#### DATA FOR THIS EXERCISE ####
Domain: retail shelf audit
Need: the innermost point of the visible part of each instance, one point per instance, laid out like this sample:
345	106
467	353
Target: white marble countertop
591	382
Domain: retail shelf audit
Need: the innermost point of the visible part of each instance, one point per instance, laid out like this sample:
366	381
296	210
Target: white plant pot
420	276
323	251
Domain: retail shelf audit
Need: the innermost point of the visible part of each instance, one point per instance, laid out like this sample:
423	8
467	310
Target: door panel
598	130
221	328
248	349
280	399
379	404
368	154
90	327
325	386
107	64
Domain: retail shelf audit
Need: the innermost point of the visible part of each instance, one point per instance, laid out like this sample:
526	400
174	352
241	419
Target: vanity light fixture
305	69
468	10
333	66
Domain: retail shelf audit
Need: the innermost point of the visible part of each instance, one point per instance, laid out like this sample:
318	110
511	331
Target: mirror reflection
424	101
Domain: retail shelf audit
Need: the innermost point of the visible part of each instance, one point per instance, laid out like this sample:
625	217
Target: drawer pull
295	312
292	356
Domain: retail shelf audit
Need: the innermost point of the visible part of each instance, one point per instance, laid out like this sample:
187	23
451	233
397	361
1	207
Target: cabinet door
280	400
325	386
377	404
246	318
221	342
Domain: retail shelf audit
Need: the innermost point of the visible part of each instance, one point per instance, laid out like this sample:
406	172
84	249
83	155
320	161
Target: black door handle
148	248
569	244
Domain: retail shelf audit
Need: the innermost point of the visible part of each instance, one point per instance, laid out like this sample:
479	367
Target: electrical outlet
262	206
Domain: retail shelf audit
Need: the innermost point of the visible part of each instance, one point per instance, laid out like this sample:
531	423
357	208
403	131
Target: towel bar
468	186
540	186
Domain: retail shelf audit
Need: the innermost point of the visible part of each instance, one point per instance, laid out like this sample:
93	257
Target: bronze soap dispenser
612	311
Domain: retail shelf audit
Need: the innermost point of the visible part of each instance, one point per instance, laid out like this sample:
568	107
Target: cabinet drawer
####
The full set of records above must be reproduced exactly in the reply.

▶ [FINAL ANSWER]:
Domain: retail shelf audit
Need: the innermost point of the visible part of each instance, one point per instance, laid out like this sample:
345	106
467	353
Target: white marble countertop
591	382
Domain: retail shelf audit
Need: the innermost point of the visible part of each instance, one point per instance, laid out like this sample:
366	381
296	210
Target: white plant pot
420	276
323	251
Domain: retail shelf audit
Need: the innermost point of the visible part of each instance, one point per instance, laid out like this sample:
423	8
467	310
Target: door panel
598	130
221	328
248	349
280	399
379	404
368	154
90	327
325	386
107	64
Domain: retail shelf audit
Need: the innermost point of the visible part of each instance, one point per instance, laid out like this sample:
526	400
174	352
241	419
Target: vanity light fixture
305	69
468	10
333	66
Domain: retail shelf audit
Need: the innermost point of the visible part of each instance, one point per instance, laid out like this sample:
318	110
511	331
Target: mirror reflection
424	101
Domain: retail shelf audit
Need: the innermost point of the visible part of each instance, one point per instance, laid out like this sample:
625	217
Target: drawer pull
295	312
292	356
Domain: retail shelf audit
Need: the innermost point of the visible part of each instance, one point per instance, laid out like this sample:
187	23
451	233
397	361
1	207
Target: cabinet door
280	400
325	386
377	404
246	318
221	342
Domain: retail shelf audit
Need: the innermost point of the visible part of each instance, one point per instance, laid out like this sample:
406	172
84	249
83	155
320	161
Target: black door handle
148	248
569	244
Domain: retail shelf audit
Need: the innermost point of the visible part of each instance, one point per instance, laid out like this sample:
479	367
Target: electrical outlet
262	206
Domain: retail shelf audit
Need: the innermost point of the visible part of each instance, one point per instance, laid out like this sample:
531	423
357	208
403	131
Target: towel bar
468	186
540	186
Domain: retail shelf audit
Need: the innermost point of the visible part of each instance, one point per instance, laid out like this sample:
93	257
Target: bronze soap dispenser
612	311
Domain: retail shelf audit
Need: the innermost point of the visible part of each instance, one point per instance, laid out like this sample:
568	107
Target: cabinet drawer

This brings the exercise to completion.